# SELECTED TEXT
## Multi-Armed Bandit Problem

We will show multiple methods to solve this partial-information sequential decision making problem, referred to as the Multi Armed Bandit Problem.

In [1]:
# Importing the libraries
import numpy as np
import sys

import matplotlib.pyplot as plt
import pandas as pd

#np.set_printoptions(2)
np.set_printoptions(3,suppress=True)
np.random.seed(67)

### Epsilon-greedy Agent method

In [2]:
ground_truth_prob = np.random.rand(10)
number_of_levers_count = np.zeros(10)

agents_prob = np.zeros(10)
reward_count = np.zeros(10)

In [3]:
num_episode = 4000
e = 0.33

In [4]:
for _ in range(num_episode):
    
    # Either choose a greedy action or explore
    if e > np.random.uniform():
        which_lever_to_pull = np.random.randint(0,10)
    else:
        which_lever_to_pull = np.argmax(agents_prob)

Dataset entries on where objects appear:
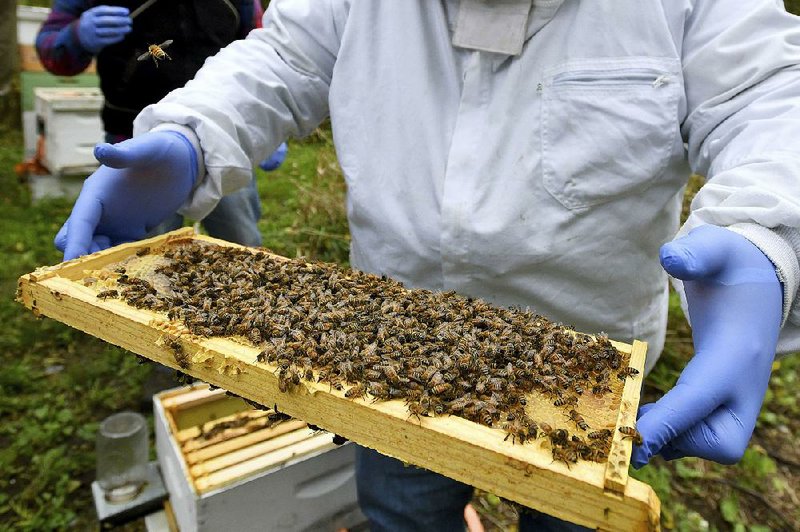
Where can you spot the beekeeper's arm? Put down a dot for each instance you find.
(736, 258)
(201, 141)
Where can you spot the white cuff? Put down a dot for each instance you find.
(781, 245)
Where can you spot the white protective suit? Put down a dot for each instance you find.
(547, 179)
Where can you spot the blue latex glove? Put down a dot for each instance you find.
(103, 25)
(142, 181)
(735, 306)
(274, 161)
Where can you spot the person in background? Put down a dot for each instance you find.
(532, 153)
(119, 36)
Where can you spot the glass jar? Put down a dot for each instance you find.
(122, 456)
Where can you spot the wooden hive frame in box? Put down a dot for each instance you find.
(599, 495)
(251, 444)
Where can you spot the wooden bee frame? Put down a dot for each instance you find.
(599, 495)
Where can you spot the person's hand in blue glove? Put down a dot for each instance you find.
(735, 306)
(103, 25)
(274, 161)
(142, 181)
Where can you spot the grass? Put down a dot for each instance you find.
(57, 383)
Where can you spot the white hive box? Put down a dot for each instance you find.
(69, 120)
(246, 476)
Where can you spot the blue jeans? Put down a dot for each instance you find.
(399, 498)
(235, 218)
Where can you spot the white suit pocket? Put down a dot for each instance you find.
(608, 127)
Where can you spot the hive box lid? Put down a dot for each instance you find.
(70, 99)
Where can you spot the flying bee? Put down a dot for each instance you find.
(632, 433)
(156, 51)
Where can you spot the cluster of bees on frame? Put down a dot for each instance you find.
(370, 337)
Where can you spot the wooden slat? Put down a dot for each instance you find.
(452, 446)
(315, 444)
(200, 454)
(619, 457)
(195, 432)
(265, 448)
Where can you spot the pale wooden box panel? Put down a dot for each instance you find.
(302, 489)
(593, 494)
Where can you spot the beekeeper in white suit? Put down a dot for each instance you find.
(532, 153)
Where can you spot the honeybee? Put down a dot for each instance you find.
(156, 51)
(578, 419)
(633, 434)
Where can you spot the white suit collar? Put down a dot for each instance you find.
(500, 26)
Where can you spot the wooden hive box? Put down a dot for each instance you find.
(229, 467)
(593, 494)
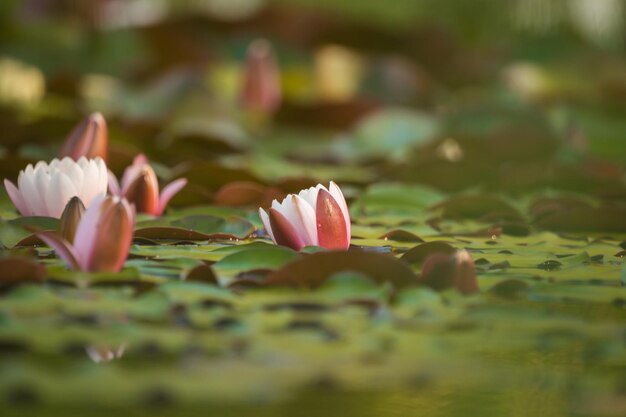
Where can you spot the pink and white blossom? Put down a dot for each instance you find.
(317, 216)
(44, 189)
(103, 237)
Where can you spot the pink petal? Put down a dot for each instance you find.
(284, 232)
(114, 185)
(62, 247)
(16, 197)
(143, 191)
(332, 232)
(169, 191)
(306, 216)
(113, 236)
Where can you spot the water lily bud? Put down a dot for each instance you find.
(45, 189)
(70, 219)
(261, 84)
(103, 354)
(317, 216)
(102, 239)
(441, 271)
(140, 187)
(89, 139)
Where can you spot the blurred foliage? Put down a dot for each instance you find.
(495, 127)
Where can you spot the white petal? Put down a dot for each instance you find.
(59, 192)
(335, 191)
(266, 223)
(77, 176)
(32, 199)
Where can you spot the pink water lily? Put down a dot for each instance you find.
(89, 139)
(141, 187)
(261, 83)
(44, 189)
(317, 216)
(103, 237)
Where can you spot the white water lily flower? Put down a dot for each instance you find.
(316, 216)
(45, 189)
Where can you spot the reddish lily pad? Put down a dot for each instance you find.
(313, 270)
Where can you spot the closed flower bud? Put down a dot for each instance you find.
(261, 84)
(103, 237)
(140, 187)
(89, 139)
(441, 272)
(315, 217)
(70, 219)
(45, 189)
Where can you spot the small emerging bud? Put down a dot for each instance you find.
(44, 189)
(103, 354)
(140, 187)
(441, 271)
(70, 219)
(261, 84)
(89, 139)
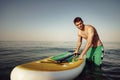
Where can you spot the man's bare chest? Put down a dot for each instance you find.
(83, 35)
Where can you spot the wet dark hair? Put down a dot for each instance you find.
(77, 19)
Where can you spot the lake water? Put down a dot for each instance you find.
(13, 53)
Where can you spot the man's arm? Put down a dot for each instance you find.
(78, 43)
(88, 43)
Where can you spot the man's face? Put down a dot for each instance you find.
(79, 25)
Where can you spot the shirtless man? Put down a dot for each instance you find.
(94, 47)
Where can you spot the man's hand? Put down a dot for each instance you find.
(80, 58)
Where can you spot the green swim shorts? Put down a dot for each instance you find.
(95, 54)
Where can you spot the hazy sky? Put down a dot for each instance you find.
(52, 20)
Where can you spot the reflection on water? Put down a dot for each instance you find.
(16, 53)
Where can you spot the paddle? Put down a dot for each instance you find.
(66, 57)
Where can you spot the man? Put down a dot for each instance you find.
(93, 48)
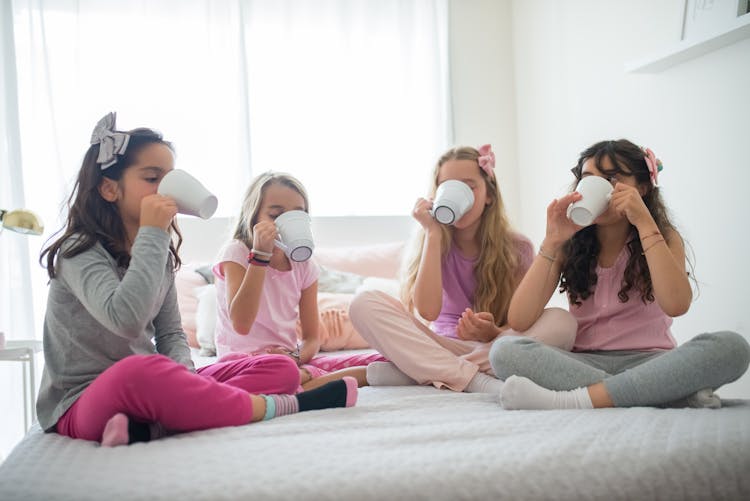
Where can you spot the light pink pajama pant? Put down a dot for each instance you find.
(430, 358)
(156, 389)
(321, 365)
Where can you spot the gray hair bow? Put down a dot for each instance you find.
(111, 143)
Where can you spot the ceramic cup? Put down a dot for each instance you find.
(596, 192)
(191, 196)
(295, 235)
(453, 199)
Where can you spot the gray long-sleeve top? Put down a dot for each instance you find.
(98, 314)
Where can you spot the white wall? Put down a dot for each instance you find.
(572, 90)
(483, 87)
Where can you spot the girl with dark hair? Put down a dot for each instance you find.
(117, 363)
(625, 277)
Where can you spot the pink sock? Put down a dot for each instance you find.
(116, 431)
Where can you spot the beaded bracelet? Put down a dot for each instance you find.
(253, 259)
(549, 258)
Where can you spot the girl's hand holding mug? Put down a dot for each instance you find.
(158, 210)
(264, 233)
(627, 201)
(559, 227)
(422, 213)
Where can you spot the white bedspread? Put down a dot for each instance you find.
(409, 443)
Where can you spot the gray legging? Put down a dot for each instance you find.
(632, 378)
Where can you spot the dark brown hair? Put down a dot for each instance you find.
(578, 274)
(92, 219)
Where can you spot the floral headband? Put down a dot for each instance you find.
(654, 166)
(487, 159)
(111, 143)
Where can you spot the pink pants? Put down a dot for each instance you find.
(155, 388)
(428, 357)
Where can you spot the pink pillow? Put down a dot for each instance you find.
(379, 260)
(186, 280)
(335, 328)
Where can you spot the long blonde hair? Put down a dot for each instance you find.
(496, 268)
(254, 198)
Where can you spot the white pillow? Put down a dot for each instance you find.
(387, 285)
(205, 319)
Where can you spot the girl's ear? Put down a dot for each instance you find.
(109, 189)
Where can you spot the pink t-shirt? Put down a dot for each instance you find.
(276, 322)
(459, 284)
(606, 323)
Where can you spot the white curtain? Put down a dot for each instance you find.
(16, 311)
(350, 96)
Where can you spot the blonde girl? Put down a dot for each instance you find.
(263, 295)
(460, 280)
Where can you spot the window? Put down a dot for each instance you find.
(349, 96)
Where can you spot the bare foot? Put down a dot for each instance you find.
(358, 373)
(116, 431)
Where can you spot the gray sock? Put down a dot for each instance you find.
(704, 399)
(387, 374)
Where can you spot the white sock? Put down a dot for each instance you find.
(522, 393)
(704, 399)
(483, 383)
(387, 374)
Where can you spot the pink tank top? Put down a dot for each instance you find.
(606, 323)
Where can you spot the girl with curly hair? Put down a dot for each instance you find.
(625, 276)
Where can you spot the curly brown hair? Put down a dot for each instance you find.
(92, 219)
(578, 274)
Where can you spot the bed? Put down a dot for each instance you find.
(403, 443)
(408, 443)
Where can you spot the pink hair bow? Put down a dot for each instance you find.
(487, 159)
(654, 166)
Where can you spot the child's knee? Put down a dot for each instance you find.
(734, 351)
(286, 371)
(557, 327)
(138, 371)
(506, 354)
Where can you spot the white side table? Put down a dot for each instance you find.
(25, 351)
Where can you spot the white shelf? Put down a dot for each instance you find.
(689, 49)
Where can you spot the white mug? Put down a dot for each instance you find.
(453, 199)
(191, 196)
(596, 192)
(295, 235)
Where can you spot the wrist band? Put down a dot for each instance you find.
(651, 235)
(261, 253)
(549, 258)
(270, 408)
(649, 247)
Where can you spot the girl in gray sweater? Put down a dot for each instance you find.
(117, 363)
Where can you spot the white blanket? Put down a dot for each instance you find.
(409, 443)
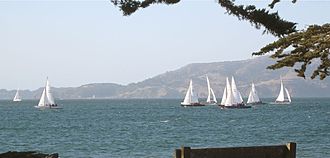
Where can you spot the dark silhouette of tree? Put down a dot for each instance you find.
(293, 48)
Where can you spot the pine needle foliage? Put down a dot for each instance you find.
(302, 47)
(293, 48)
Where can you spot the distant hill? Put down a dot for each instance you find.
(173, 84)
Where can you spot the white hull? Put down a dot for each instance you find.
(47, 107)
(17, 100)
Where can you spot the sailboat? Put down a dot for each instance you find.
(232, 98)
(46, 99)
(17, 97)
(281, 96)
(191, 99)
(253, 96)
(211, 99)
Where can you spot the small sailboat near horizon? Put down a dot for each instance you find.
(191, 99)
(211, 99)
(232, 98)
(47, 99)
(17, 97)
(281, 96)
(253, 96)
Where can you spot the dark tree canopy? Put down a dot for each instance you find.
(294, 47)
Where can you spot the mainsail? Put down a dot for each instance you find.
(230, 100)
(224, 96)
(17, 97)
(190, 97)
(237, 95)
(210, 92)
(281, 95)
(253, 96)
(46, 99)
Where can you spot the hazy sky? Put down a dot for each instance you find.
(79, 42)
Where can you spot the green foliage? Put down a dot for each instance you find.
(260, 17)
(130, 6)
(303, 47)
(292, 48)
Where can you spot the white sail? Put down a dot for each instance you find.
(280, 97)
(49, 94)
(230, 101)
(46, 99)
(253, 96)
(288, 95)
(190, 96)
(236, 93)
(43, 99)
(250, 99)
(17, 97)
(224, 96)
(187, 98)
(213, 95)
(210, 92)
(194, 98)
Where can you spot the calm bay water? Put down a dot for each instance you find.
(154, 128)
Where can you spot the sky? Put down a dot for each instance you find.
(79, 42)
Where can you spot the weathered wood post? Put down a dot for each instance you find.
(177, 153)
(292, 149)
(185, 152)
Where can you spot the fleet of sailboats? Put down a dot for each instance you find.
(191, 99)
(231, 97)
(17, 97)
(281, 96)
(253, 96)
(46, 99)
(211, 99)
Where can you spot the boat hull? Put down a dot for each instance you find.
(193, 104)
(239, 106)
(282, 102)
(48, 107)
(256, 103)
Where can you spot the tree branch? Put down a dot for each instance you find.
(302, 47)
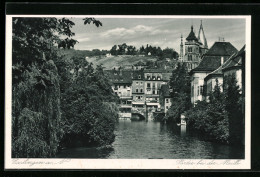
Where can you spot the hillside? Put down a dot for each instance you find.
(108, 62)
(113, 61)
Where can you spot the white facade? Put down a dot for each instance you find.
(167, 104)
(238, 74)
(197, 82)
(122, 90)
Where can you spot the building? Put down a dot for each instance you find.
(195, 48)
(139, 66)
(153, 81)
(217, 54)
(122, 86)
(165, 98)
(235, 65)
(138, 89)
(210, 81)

# TASK
Please translate this sentence from the multi-armed bandit passage into Spanish: "We will show multiple methods to solve this partial-information sequential decision making problem, referred to as the Multi Armed Bandit Problem." Work only from the multi-armed bandit passage, not from the entries.

# OUTPUT BELOW
Mostraremos varios métodos para resolver este problema de toma de decisiones secuenciales con información parcial, conocido como el problema del bandido multibrazo.